(Stored data entries)
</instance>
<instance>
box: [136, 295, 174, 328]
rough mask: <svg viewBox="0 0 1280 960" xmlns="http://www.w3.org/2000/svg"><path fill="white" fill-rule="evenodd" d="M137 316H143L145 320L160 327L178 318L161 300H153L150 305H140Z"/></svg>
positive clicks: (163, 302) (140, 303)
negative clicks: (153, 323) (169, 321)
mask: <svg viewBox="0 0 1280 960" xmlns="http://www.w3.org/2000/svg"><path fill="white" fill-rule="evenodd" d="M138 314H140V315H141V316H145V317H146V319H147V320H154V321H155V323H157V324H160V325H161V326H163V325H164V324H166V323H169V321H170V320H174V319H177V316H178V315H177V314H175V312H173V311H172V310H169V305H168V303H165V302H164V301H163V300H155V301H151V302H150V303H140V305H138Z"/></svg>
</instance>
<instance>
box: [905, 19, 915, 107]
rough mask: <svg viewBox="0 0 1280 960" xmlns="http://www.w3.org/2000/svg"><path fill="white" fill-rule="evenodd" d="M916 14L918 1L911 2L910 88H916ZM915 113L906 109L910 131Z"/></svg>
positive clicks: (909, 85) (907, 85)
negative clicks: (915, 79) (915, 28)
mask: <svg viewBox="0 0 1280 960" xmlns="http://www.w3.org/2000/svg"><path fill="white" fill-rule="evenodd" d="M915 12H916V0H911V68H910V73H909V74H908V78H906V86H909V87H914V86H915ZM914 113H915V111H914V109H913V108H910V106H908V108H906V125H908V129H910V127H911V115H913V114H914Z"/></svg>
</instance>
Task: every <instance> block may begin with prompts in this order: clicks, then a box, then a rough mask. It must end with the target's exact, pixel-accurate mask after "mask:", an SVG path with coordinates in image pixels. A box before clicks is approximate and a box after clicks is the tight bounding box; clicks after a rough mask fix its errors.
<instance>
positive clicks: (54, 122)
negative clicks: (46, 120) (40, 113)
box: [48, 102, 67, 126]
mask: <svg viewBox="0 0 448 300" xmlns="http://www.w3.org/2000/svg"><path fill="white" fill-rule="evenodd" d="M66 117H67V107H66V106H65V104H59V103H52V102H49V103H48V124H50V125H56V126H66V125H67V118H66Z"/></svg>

- **INSTRUCTIONS TO FOLLOW**
The entries above are to be retyped exactly, with nothing left out.

- **EXERCISE RESULT**
</instance>
<instance>
box: [136, 295, 174, 328]
rough mask: <svg viewBox="0 0 1280 960" xmlns="http://www.w3.org/2000/svg"><path fill="white" fill-rule="evenodd" d="M137 316H143L145 320L160 327L178 318L161 300H153L150 305H140Z"/></svg>
positive clicks: (163, 302) (140, 303)
negative clicks: (153, 323) (169, 321)
mask: <svg viewBox="0 0 1280 960" xmlns="http://www.w3.org/2000/svg"><path fill="white" fill-rule="evenodd" d="M138 314H140V315H141V316H145V317H146V319H147V320H154V321H155V323H157V324H160V325H161V326H163V325H164V324H166V323H169V321H170V320H174V319H177V316H178V315H177V314H175V312H173V311H172V310H169V305H168V303H165V302H164V301H163V300H155V301H151V302H150V303H140V305H138Z"/></svg>
</instance>
<instance>
box: [905, 19, 915, 107]
rough mask: <svg viewBox="0 0 1280 960" xmlns="http://www.w3.org/2000/svg"><path fill="white" fill-rule="evenodd" d="M916 14L918 1L911 2L910 88H916ZM915 113L906 109L910 131Z"/></svg>
positive clicks: (909, 85) (907, 85)
negative clicks: (915, 79) (915, 28)
mask: <svg viewBox="0 0 1280 960" xmlns="http://www.w3.org/2000/svg"><path fill="white" fill-rule="evenodd" d="M915 12H916V0H911V68H910V73H909V74H908V78H906V86H909V87H914V86H915ZM914 113H915V111H914V109H913V108H910V106H908V108H906V125H908V129H910V127H911V115H913V114H914Z"/></svg>
</instance>
Task: every <instance> block may begin with prompts in this order: clicks, then a box, then a rough mask. It must end with the target's exact, pixel-accurate mask after "mask:", an SVG path with coordinates in image pixels. A box before clicks is approximate and a box after clicks is the tight bounding box; clicks after a rough mask fix its errors.
<instance>
positive clicks: (54, 122)
negative clicks: (46, 120) (40, 113)
box: [48, 102, 67, 126]
mask: <svg viewBox="0 0 448 300" xmlns="http://www.w3.org/2000/svg"><path fill="white" fill-rule="evenodd" d="M66 117H67V107H66V106H65V104H59V103H52V102H49V103H48V124H50V125H56V126H66V125H67V118H66Z"/></svg>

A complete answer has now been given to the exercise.